◆ **MATERIAL PROVIDED**:
------------------------
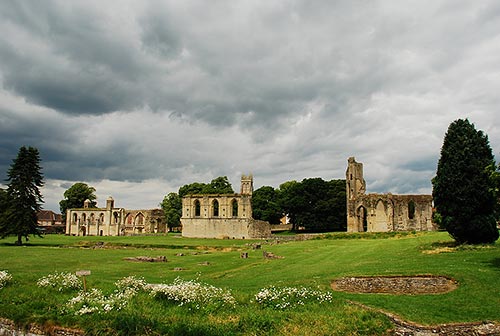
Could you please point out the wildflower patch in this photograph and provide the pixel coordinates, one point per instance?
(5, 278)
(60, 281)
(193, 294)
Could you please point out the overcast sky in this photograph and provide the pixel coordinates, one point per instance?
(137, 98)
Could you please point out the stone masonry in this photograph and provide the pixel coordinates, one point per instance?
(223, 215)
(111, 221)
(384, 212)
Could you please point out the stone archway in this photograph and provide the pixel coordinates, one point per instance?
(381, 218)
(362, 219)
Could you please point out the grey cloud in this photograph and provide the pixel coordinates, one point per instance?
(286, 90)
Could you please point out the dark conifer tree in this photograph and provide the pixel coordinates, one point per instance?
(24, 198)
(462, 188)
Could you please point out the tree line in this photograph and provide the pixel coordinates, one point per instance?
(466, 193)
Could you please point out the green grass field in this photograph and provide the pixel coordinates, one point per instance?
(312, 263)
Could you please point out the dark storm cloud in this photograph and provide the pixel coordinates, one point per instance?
------------------------
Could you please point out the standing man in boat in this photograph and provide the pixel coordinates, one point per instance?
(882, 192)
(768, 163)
------------------------
◆ **TASK BRIEF**: Write out only the data from the line with "Could you please point out the wildflower" to the line with "Could you please point out the dark storm", both ends included, keeping every line. Multiply each coordinate in the answers by 2.3 and round to whole numbers, with halves going up.

◆ **RESULT**:
Could you please point out the wildflower patch in this photograph and provide the pixel coordinates, one point per instance?
(12, 639)
(138, 646)
(444, 676)
Could you please point out the overcast sky in this photograph and provide the pixel coordinates, one point per instance?
(315, 225)
Could you please point out the stone masonry in this photograph and provide the pixel coordinates, one point per instance?
(513, 495)
(255, 508)
(883, 488)
Could you please point out the stone archway in this photograph and provide the pixel coordinates, one point per instance?
(876, 501)
(833, 504)
Could you please point out the grey cloud in this photograph and provide the pixel coordinates, one point per instance?
(658, 207)
Could you please point out the dark conifer tree in this photograph and provide the pixel coordinates, one point per instance?
(55, 455)
(1063, 432)
Could you please point out the tree line in this photograph and provide the pixel coordinates, one point per instance?
(1072, 444)
Could you please point out the green grass field in this photograph and provide the pixel coordinates, one point per instance?
(718, 605)
Could you please point out the dark storm cloud in this photograph and provide the pixel coordinates, one point per instance?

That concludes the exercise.